Звонила Ала Имукова и просила меня прийти на встречу с редактором журнала «Литература в школе» и двумя правнуками Гончарова. Эта встреча в буквальном смысле успокоила мою душу. Тихая и чистая безмятежность заполняла моё сердце. Я давно уже думаю, что человек, пришедший в этот мир и прочитавший только четыре книги Гончарова, уже прожил полную жизнь. Книги «Фрегат «Паллада», «Обломов», «Обыкновенная история» и «Обрыв» с описанной в них жизнью раскроют такие тайны мудрости, такие сокровенные чувства читателю… Гончаров – гений!!!
Когда мы с Верой Вербиной шли из Центральной городской библиотеки на остановку, чтобы ехать к Леночке Токарчук, я рассказала спутнице о всех своих сомнениях, мыслях, переживаниях, ощущениях. Она, по-моему, не поняла всю их глубину и искренность. Вера – молоденькая. Возможно, ей пока смешны мои размышления о красоте и о любви. Она, возможно, ощущала то же самое, что я, когда в тридцать два года смотрела фильм «Толстой» Сергея Аполлинарьевича Герасимова. Мне показался диким вопрос, заданный Софьей Толстой мужу: «Левушка, ты любишь меня?» Мне казалось, что Софья Николаевна Толстая в свои семьдесят лет не могла думать о любви. Я считала, что в эти годы между супругами может быть только привязанность.
Вера – очень деликатная женщина, но ей, наверно, мои переживания показались очень странными. И она перевела очень быстро разговор на издание книг. Она расспрашивала меня: почему я продаю свои книги, а не дарю? Мне этот вопрос показался, в свою очередь, тоже странным… Ей лично я не продала ни одной книги… Но друзья покупают у меня книги, чтобы дать деньги на следующие. За свой труд я не беру ни копейки. В цену книг входит только стоимость работы за набор текста и расходы по изданию книги в типографии. Я постаралась лаконично объяснить причину продажи книг  отсутствием денег, так как издавать книги на свои денег очень сложно...

● **Короткая задача 1**: Воспроизведите дословно часть отрывка о книгах Гончарова, начиная со слов «Звонила Ала Имукова» и заканчивая словами «Гончаров – гений!!!».

Записи с отмеченными точками
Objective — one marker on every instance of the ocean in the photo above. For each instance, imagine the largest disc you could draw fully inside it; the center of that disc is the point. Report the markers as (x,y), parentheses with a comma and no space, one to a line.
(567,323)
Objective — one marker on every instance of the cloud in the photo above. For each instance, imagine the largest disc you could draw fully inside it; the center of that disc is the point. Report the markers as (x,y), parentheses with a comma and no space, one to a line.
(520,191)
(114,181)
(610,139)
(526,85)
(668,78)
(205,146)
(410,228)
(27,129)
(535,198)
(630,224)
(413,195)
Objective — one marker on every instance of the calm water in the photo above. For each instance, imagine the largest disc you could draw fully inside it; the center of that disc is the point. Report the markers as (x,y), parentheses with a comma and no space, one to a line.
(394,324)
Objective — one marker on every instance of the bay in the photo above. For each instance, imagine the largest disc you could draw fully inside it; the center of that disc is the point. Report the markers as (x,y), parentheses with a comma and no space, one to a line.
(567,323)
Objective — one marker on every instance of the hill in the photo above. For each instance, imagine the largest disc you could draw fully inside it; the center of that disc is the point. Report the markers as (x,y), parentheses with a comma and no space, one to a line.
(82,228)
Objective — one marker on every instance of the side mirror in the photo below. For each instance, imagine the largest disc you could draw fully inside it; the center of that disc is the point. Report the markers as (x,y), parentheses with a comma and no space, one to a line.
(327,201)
* * *
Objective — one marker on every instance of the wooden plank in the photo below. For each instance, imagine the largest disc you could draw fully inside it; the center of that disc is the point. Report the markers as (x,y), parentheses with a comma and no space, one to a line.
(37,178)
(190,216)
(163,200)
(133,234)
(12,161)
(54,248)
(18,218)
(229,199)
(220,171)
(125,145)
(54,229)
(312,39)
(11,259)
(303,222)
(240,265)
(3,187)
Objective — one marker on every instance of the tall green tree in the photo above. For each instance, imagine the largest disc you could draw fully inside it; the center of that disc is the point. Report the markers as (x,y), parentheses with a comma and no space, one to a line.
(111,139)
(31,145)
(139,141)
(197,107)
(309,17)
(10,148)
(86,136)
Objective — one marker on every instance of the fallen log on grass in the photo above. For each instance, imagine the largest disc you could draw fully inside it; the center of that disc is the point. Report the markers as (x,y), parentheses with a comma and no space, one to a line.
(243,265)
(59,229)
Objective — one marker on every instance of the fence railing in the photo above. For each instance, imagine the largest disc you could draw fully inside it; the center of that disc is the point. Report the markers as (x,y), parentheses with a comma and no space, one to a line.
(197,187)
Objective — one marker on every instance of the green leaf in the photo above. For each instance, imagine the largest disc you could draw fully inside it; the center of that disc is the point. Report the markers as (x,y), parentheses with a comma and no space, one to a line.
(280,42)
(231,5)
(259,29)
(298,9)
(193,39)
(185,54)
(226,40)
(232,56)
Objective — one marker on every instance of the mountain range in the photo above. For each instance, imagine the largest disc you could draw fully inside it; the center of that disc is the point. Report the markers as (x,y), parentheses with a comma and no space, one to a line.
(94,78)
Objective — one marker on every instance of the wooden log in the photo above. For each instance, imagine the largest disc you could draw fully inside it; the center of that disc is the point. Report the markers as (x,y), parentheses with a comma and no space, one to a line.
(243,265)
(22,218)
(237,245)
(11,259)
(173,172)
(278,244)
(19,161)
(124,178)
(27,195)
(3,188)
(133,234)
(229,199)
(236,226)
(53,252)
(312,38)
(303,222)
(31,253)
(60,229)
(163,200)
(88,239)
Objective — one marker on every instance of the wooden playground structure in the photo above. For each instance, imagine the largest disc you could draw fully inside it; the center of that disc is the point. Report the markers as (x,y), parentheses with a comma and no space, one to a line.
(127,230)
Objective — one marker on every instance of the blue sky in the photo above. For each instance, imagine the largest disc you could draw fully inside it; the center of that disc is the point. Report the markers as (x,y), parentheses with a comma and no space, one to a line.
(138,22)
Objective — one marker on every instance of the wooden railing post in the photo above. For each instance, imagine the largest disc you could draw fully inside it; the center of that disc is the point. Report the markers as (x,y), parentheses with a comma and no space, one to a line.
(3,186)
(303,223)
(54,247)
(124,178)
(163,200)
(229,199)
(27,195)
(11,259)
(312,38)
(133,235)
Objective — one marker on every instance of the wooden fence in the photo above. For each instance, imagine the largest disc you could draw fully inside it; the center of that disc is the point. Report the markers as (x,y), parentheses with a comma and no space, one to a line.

● **Короткая задача 2**: Выпишите заново строки записей, начиная со строки с «Objective — one marker on every instance of the wooden railing» и заканчивая строкой с «Objective — one marker on every instance of the wooden fence», заменив в них «Objective» на «Task» и сохранив всё прочее без изменений.

● **Верный результат 1**:
Звонила Ала Имукова и просила меня прийти на встречу с редактором журнала «Литература в школе» и двумя правнуками Гончарова. Эта встреча в буквальном смысле успокоила мою душу. Тихая и чистая безмятежность заполняла моё сердце. Я давно уже думаю, что человек, пришедший в этот мир и прочитавший только четыре книги Гончарова, уже прожил полную жизнь. Книги «Фрегат «Паллада», «Обломов», «Обыкновенная история» и «Обрыв» с описанной в них жизнью раскроют такие тайны мудрости, такие сокровенные чувства читателю… Гончаров – гений!!!

● **Верный результат 2**:
Task — one marker on every instance of the wooden railing post in the photo above. For each instance, imagine the largest disc you could draw fully inside it; the center of that disc is the point. Report the markers as (x,y), parentheses with a comma and no space, one to a line.
(3,186)
(303,223)
(54,247)
(124,178)
(163,200)
(229,199)
(27,195)
(11,259)
(312,38)
(133,235)
Task — one marker on every instance of the wooden fence in the photo above. For each instance, imagine the largest disc you could draw fully inside it; the center of that disc is the point. Report the markers as (x,y), parentheses with a comma and no space, one to a line.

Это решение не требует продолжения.